§ **WHAT IS NEEDED**:
Your answer should be one number: how many lines below hold the word "dump".

____ RECORD EXTRACTS

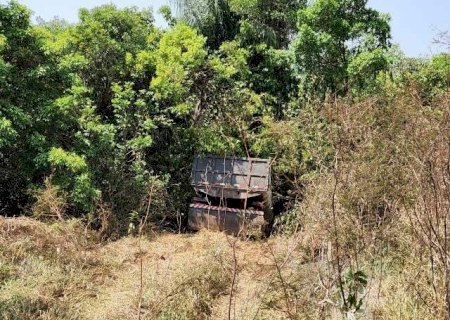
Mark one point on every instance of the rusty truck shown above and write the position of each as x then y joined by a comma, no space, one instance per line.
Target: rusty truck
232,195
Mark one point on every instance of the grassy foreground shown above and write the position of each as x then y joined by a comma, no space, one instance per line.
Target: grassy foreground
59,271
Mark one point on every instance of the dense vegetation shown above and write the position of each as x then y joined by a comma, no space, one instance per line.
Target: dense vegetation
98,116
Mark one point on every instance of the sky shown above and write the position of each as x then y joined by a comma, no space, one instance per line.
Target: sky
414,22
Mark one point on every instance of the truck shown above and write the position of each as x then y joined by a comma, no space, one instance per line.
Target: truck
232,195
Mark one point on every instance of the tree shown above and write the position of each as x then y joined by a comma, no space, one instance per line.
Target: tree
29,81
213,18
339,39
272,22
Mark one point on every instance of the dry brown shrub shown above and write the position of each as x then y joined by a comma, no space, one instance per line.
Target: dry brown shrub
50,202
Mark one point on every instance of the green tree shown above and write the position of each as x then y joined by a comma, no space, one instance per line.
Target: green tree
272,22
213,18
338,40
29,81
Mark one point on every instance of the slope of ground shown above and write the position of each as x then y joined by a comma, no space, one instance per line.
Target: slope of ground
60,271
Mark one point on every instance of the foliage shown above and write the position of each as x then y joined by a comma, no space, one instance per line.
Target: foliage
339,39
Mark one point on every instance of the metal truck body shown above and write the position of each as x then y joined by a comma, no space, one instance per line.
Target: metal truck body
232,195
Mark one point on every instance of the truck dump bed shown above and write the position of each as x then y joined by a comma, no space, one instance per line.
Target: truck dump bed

________

§ **RESPONSE BELOW**:
2